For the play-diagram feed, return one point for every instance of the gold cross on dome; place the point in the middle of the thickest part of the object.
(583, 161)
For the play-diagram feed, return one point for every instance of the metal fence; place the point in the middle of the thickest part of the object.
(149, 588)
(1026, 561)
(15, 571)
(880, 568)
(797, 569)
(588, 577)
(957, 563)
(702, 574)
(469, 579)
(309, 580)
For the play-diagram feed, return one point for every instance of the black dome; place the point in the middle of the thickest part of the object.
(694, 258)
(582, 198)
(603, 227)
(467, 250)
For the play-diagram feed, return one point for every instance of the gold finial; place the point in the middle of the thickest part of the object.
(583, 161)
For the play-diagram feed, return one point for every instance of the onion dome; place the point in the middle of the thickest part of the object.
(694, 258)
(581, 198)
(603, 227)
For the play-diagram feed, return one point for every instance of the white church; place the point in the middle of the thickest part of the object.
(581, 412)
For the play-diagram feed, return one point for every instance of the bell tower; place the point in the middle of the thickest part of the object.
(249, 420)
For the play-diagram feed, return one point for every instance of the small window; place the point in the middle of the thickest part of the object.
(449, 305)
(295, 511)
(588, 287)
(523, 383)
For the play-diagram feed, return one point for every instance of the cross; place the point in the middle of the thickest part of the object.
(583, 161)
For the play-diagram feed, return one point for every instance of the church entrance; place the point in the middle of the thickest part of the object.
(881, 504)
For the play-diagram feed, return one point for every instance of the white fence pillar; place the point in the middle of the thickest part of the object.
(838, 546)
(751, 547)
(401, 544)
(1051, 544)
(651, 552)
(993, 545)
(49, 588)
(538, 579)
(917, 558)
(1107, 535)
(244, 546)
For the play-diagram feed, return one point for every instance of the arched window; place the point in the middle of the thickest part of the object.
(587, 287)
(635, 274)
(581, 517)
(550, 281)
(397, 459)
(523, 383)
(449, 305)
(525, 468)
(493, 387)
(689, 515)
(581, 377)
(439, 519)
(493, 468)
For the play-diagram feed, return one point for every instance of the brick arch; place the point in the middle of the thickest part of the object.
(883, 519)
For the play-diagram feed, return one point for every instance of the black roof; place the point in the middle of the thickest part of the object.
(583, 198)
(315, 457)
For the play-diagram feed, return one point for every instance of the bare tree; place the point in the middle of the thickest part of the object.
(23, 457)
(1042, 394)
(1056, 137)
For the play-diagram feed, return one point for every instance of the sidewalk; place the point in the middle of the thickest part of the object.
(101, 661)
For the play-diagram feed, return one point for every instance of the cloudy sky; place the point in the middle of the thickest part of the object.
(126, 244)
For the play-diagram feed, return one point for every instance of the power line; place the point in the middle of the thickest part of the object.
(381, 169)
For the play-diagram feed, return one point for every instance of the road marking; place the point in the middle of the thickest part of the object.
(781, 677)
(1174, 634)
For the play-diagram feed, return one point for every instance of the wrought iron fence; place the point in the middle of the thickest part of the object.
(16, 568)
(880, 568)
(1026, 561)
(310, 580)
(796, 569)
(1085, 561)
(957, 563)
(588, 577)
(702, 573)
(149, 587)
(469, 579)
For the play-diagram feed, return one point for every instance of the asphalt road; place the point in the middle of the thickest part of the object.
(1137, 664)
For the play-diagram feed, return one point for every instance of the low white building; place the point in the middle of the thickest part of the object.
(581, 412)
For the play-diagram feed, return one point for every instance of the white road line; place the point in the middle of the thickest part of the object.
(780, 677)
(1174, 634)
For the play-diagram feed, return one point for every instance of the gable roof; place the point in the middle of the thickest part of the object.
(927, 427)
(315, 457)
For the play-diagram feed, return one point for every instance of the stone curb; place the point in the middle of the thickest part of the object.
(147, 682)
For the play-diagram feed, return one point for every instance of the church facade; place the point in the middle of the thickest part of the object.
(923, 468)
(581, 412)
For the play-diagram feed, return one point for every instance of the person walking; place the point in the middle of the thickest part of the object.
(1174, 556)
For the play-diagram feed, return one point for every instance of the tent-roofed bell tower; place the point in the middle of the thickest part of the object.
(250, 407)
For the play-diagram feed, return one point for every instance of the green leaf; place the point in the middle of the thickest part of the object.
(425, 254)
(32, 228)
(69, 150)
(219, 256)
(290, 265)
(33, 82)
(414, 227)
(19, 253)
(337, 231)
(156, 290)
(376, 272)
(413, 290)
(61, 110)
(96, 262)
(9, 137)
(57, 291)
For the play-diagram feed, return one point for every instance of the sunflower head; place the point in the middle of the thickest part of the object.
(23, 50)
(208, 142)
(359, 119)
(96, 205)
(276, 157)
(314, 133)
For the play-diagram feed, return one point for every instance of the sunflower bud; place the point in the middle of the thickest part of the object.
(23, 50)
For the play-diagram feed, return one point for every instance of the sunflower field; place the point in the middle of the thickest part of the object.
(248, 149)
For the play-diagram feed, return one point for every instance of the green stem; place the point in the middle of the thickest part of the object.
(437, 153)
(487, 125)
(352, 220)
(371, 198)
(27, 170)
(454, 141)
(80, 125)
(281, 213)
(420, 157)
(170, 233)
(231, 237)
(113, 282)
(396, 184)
☆ ☆ ☆
**To be done**
Give back exactly the lines from the line holding "the church facade;" through the last line of the listing, including both.

**Worked solution**
For the play-diagram feed, return one point for every instance of the church facade; place the point in the middle of the thickest part of the object.
(923, 468)
(581, 412)
For the play-diagram feed, return one point for every instance of the person walking; place the point in the middle of the thickest part of the object.
(1174, 556)
For the play-diagram feed, return one point for every instance of the tent-roofed bell tower; place the point in the middle of the thickest part of the object.
(250, 407)
For the play-diagram feed, return one point for every instance of the green leaf; place the point in the middle of the thickest part of the object.
(425, 254)
(32, 228)
(69, 150)
(219, 256)
(290, 265)
(33, 82)
(414, 227)
(19, 253)
(337, 231)
(156, 290)
(376, 272)
(413, 290)
(61, 110)
(96, 262)
(9, 137)
(57, 291)
For the play-diagram feed, return one point for every instance of the sunflower head; place the point in the middle of the thickest part of the object.
(23, 50)
(208, 142)
(359, 119)
(96, 205)
(276, 157)
(314, 133)
For the play-diagram feed, return one point for every instance of the sunflower bud; place the point in the middle of the thickest part of the object.
(23, 50)
For the play-diagram feed, return one point for every instance of the sunflower field; place the point in the middle of the thickest part of the object.
(248, 149)
For the play-diagram feed, return one point for every instance of the green stem; place the point in the middle of the thickest part of the object.
(437, 153)
(487, 125)
(352, 220)
(371, 198)
(27, 170)
(454, 141)
(80, 125)
(281, 213)
(420, 157)
(170, 233)
(231, 237)
(113, 282)
(396, 184)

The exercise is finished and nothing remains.